> **TASK DIRECTIONS**
Locate every line in the records below that contains the word "place", and copy each one.

── DATASET RECORDS ──

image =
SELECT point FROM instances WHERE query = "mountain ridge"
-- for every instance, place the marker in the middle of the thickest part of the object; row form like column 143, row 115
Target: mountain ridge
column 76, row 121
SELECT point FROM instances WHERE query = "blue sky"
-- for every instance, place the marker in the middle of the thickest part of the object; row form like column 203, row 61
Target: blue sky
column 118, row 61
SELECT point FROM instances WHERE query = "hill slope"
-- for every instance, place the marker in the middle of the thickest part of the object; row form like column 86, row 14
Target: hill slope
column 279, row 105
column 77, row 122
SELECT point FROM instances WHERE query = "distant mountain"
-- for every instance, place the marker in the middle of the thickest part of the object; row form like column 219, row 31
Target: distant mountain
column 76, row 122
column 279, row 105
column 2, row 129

───

> **ANSWER SECTION**
-- for every instance, place the marker in the middle of the thickest part of the object; row form like column 143, row 115
-- for every instance, place the marker in the middle of the thickest part of the object; row form like column 203, row 61
-- for every instance, place the marker in the middle of the thickest part of the object; row form like column 86, row 14
-- for every instance, place the marker in the middle of the thickest part of the object; row form like column 219, row 31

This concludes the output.